Reproduce the stretch of the A/B testing article from "Publisher Revenue optimization has" through "is always binary." word for word.

Selected extract
--- START ---

The Importance of A/B Testing in Publisher Revenue Optimisation

Summary:
The Author is former Partner Technology Manager, Sales Engineer and Account Manager at Google and YouTube. He is a Director & Co-Founder at Adottimo, a specialist programmatic agency based in London. He presents A/B testing as a practice of publisher revenue optimization, which brings the field more inline with a broader evidence-based practice approach. He presents a few examples of why A/B testing important in publisher revenue optimization using case studies from companies such as Google and Netflix.

Introduction

I come from an Engineering (Electronic/Electrical), IT, Telecom and FinTech background, so my approach to publisher optimization tends to be scientific, specifically based on the “Scientific Method” – the most prevalent form of evidence based empirical testing used in the natural sciences. The Scientific Method has withstood the test of time, remained The Gold Standard empirical method of knowledge acquisition, and led the rapid development of natural science (in every natural scientific field) since at least the 17th century.

 

In some cases, many assumptions are made in online Publisher Revenue Optimization that take into account preferences, comparison with traditional print and TV media industry, etc., as an approach to publisher revenue optimization. Although those with sufficient experience are able to deduce specific themes, general best practice, etc. from extensive experience, to be most effective A/B testing should be performed continuously and the companies cited in this article use A/B testing as an ongoing process.

 

Publisher Revenue optimization has very simple goals, such as: “Which are the best performing Ad Unit sizes for this viewport size?”, “Do Responsive ad units actually increase my earnings?”, “Does Dynamic Allocation actually increase my revenue yield?”  or some slightly complex ones “What is the Optimal Min CPM for this ad unit in AdX?”. However, the questions are never ambiguous – since the motives are usually simple – “Does this make me more money!?” Luckily enough the answer to the last question is always binary.

 

This article is a guide (introduction) to those with limited experience in the field, or even the more initiated who are not yet convinced in the value of A/B testing. It provides some context using examples for why this type of empirical data acquisition/correlation inference – which in the context of publisher revenue optimisation tends to mostly be A/B testing – is important. This article is intended for a broad audience – if you’re receiving under a few million pageviews/month, or receiving hundreds of millions, technical or non-technical, business focused or not, the case studies apply regardless.

--- END ---

Dataset entries
--- START ---

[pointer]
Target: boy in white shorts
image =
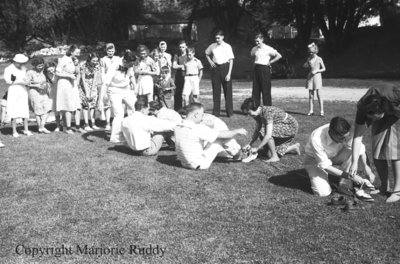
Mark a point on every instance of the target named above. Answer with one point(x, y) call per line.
point(193, 74)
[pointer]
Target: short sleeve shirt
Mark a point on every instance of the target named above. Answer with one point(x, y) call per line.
point(193, 66)
point(220, 53)
point(262, 55)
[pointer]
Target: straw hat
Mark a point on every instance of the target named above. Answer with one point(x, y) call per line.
point(20, 58)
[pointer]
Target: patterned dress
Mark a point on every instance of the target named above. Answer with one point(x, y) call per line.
point(284, 129)
point(89, 86)
point(38, 96)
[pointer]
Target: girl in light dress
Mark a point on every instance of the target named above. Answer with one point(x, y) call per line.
point(18, 98)
point(145, 68)
point(316, 66)
point(89, 86)
point(38, 89)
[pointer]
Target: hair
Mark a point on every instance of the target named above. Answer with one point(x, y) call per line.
point(313, 48)
point(141, 48)
point(371, 105)
point(249, 104)
point(71, 49)
point(129, 56)
point(141, 103)
point(191, 50)
point(164, 68)
point(90, 56)
point(219, 32)
point(155, 106)
point(37, 61)
point(46, 70)
point(259, 36)
point(193, 107)
point(339, 125)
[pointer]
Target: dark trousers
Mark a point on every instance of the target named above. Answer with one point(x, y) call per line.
point(262, 84)
point(179, 82)
point(218, 75)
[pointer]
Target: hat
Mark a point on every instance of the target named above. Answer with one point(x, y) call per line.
point(20, 58)
point(110, 46)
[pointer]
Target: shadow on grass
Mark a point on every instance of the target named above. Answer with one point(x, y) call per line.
point(296, 179)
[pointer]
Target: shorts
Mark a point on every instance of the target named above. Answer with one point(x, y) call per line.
point(191, 85)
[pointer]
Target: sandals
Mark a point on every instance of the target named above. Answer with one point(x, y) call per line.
point(394, 197)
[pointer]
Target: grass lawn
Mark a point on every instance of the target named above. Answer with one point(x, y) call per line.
point(81, 190)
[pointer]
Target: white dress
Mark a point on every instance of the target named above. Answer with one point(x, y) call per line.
point(18, 97)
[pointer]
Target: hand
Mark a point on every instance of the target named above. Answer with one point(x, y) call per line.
point(353, 169)
point(242, 131)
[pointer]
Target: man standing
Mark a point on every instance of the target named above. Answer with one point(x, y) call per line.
point(220, 56)
point(264, 56)
point(196, 144)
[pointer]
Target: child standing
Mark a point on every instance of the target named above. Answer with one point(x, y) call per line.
point(315, 65)
point(145, 68)
point(193, 74)
point(165, 88)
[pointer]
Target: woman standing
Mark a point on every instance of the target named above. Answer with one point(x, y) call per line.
point(66, 73)
point(146, 68)
point(18, 98)
point(90, 84)
point(120, 83)
point(379, 109)
point(275, 128)
point(38, 87)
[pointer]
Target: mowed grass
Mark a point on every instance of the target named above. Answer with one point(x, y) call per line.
point(82, 190)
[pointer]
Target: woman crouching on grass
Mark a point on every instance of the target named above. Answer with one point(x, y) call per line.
point(275, 128)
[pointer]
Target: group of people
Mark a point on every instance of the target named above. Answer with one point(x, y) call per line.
point(161, 110)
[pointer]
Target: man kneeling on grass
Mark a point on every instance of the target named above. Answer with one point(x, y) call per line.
point(143, 133)
point(330, 145)
point(196, 144)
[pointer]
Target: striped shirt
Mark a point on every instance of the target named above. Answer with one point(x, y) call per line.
point(190, 141)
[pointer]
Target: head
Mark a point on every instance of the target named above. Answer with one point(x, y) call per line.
point(110, 50)
point(182, 47)
point(339, 129)
point(195, 112)
point(259, 39)
point(154, 107)
point(141, 105)
point(128, 59)
point(373, 106)
point(250, 107)
point(190, 52)
point(38, 63)
point(73, 51)
point(142, 51)
point(92, 59)
point(312, 48)
point(219, 36)
point(19, 60)
point(164, 71)
point(162, 46)
point(50, 67)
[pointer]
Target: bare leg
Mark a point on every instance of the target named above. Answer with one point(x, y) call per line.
point(293, 149)
point(311, 102)
point(321, 102)
point(271, 146)
point(382, 168)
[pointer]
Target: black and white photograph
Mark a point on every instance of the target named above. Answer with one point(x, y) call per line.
point(199, 131)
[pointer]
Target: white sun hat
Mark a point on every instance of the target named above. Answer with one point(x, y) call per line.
point(20, 58)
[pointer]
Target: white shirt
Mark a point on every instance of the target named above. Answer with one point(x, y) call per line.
point(190, 141)
point(262, 55)
point(320, 148)
point(221, 53)
point(137, 129)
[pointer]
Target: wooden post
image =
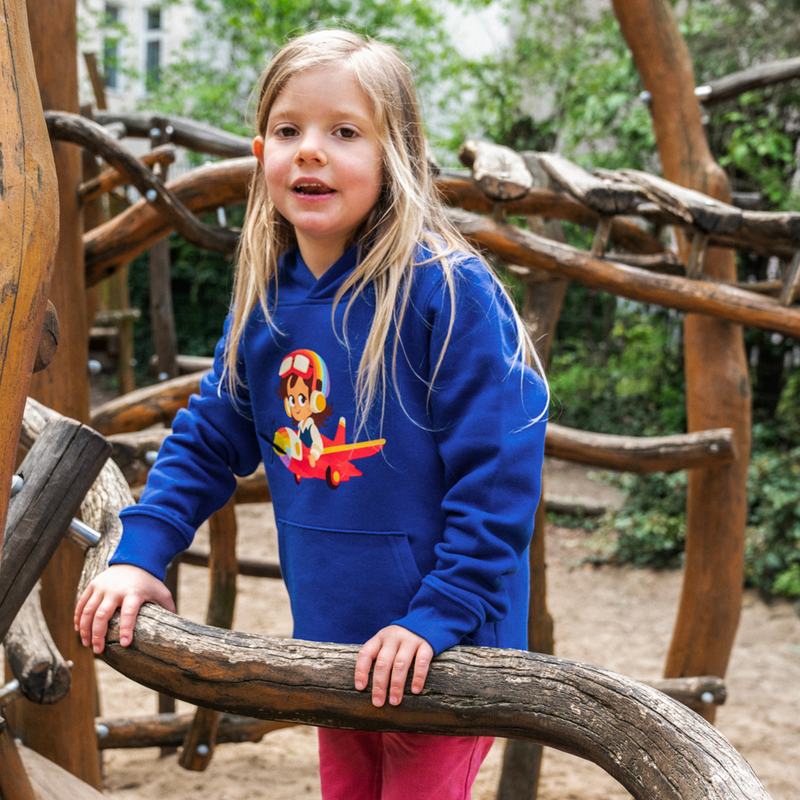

--- END ---

Finished task
Publisher Revenue optimization has very simple goals, such as: “Which are the best performing Ad Unit sizes for this viewport size?”, “Do Responsive ad units actually increase my earnings?”, “Does Dynamic Allocation actually increase my revenue yield?”  or some slightly complex ones “What is the Optimal Min CPM for this ad unit in AdX?”. However, the questions are never ambiguous – since the motives are usually simple – “Does this make me more money!?” Luckily enough the answer to the last question is always binary.